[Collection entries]
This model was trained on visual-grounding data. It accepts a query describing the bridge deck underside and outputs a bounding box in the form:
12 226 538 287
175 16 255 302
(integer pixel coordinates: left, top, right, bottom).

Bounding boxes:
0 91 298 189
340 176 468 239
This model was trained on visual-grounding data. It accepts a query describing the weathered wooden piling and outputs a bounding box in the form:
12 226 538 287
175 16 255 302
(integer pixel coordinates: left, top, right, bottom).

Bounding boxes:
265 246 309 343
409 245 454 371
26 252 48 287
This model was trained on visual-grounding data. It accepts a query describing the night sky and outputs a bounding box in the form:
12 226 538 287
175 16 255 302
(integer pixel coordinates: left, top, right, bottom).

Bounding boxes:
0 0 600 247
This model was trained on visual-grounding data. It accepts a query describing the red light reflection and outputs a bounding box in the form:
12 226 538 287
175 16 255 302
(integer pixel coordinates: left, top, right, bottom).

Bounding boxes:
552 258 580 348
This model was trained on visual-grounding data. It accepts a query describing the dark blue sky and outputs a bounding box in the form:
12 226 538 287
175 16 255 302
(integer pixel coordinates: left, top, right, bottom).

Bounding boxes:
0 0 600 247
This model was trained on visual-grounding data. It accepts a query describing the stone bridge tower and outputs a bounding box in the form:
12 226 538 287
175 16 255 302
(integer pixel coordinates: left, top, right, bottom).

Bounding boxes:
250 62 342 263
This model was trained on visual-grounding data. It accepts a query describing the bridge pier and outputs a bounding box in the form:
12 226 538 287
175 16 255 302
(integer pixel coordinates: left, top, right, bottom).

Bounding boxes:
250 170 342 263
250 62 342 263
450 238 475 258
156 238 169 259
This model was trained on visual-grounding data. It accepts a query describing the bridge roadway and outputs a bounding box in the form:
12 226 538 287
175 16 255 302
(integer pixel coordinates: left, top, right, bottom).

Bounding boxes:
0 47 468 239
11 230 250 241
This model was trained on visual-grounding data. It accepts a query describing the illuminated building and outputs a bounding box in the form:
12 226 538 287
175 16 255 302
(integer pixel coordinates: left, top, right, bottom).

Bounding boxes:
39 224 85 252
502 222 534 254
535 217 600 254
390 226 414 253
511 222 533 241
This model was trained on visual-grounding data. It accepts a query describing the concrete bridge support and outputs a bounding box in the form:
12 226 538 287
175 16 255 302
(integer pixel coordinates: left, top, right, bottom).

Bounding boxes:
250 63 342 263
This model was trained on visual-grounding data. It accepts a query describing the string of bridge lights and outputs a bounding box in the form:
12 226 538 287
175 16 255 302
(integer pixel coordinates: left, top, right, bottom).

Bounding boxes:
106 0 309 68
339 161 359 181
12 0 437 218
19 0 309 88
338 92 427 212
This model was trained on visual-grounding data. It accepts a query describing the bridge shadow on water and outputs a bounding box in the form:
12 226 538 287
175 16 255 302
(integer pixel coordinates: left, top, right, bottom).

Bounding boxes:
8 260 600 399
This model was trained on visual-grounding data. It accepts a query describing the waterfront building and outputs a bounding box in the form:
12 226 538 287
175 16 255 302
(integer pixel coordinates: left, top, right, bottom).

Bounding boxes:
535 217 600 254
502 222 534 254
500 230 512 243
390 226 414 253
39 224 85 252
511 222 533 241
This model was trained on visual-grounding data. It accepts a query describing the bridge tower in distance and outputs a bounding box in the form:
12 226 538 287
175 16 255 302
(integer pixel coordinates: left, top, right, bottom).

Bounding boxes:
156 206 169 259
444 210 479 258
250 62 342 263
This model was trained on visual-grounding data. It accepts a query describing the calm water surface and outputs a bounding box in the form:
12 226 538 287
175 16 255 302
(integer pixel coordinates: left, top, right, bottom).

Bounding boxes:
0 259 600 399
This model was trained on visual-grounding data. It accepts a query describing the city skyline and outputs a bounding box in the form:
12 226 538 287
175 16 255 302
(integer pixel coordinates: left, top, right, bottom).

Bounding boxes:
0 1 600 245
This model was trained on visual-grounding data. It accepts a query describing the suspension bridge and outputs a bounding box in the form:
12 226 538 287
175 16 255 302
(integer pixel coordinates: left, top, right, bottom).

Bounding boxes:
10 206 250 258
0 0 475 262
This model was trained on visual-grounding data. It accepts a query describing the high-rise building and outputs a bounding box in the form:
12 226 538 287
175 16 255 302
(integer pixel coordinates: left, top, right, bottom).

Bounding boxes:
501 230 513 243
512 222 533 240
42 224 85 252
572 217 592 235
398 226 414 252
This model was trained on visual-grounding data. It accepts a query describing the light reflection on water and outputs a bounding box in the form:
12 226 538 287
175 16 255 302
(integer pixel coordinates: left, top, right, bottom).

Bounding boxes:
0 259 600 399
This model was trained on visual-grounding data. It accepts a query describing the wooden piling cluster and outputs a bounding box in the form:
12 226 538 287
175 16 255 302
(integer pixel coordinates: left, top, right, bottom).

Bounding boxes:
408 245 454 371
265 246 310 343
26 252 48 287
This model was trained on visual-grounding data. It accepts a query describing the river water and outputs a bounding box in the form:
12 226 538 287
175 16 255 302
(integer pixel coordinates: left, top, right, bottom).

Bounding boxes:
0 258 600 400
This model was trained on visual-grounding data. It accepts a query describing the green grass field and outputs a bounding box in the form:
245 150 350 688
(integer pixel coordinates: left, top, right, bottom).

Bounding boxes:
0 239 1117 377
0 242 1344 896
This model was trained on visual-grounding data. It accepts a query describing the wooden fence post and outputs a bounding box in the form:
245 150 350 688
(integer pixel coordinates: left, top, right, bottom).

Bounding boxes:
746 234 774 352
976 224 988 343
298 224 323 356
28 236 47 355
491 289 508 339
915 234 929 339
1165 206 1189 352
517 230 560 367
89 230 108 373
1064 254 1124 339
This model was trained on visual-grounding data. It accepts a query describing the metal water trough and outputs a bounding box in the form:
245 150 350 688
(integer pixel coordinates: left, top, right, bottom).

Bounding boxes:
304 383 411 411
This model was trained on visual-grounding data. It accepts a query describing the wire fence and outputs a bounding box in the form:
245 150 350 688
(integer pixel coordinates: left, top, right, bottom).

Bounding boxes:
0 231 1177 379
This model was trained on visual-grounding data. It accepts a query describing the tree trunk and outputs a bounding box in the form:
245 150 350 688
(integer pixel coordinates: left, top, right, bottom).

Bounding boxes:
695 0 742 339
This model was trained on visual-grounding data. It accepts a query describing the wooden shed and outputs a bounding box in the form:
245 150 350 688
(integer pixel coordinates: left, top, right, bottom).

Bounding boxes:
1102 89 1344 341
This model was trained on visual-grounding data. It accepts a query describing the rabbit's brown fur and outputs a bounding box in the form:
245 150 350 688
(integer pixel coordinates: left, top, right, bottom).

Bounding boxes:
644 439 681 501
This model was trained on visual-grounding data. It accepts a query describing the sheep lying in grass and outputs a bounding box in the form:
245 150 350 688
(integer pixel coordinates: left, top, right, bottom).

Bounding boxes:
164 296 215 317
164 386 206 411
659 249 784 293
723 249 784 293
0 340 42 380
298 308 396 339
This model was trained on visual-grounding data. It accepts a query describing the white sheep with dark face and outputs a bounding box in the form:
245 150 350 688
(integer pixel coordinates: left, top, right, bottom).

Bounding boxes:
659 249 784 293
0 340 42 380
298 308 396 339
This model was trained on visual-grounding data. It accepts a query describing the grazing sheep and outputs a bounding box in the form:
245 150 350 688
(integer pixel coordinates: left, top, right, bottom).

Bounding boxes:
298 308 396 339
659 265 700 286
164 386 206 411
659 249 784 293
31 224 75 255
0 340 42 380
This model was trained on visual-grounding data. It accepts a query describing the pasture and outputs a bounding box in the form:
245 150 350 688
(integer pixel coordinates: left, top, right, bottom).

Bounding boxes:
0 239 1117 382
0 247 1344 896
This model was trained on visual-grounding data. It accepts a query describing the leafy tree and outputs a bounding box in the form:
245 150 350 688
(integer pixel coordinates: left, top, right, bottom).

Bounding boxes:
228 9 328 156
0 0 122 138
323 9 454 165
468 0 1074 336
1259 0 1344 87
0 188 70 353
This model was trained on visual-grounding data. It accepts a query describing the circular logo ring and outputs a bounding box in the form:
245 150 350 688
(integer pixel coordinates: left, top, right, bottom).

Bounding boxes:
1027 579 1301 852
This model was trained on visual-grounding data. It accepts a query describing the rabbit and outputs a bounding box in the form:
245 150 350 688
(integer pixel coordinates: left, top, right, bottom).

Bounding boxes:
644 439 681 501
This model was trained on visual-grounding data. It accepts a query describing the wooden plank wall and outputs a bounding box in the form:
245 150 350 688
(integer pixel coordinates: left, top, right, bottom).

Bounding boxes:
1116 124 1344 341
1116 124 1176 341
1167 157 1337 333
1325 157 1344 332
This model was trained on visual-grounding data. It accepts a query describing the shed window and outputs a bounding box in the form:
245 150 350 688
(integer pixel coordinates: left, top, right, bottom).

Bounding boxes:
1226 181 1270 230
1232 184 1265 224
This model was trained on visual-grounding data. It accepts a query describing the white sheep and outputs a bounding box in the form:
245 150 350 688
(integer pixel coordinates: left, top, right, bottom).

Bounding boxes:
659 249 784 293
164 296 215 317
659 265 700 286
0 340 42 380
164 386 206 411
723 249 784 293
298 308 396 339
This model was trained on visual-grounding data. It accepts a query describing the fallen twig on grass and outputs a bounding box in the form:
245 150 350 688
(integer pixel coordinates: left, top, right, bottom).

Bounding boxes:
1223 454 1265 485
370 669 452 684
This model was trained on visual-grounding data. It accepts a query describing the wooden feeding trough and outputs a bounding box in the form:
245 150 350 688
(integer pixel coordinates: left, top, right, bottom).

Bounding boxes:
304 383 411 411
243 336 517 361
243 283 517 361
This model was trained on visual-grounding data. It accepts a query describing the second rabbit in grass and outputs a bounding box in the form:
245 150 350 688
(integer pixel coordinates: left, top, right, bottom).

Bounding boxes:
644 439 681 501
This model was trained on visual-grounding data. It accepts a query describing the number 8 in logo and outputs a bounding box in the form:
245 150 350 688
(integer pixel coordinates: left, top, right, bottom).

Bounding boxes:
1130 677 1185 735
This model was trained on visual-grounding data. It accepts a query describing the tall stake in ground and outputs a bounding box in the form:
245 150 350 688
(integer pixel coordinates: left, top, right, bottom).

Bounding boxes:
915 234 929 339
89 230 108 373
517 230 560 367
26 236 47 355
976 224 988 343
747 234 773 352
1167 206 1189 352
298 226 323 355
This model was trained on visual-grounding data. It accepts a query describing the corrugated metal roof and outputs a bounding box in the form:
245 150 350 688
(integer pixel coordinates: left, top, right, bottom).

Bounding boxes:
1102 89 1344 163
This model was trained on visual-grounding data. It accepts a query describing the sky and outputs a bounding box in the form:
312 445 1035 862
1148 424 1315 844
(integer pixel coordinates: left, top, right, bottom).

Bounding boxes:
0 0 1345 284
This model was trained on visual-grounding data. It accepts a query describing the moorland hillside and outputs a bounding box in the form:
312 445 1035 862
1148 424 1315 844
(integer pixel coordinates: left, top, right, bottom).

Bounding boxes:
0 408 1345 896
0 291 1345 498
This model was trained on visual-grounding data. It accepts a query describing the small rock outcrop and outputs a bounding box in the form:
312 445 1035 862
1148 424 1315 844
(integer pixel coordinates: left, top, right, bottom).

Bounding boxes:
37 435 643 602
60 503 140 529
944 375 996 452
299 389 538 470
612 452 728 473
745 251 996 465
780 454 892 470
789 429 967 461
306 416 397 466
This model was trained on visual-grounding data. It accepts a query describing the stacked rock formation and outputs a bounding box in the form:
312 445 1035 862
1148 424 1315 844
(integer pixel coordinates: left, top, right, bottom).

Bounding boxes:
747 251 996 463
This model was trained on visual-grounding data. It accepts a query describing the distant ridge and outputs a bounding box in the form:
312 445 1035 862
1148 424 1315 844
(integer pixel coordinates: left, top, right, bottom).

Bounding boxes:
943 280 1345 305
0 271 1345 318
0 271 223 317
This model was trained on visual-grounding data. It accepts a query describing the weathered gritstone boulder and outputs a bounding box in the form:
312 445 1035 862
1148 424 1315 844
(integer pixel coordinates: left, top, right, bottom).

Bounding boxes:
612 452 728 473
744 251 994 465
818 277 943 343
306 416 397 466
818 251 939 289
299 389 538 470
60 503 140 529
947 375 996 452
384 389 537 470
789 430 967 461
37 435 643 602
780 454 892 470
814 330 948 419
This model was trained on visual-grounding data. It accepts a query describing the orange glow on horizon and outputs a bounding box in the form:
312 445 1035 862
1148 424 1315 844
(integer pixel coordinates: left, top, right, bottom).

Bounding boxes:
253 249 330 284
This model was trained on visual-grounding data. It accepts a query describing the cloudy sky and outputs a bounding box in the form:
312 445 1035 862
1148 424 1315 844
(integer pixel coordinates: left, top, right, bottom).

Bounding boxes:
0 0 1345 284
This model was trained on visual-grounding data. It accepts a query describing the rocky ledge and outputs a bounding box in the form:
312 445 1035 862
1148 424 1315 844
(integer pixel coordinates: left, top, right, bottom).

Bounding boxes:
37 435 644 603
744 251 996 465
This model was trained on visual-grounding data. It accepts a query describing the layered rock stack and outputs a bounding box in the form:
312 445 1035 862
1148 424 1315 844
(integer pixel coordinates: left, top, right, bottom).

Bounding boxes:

The exercise. Collect every line of the records that contains the word "tower", treating uppercase and lowercase as different.

Right answer.
This model was trained on visual-grounding data. It accepts a query describing the stone bridge tower and outputs a bounding box in the form:
This model was trained on visual-grounding data. It accepts a query describing the bridge tower in distance and outputs a bounding box in the form:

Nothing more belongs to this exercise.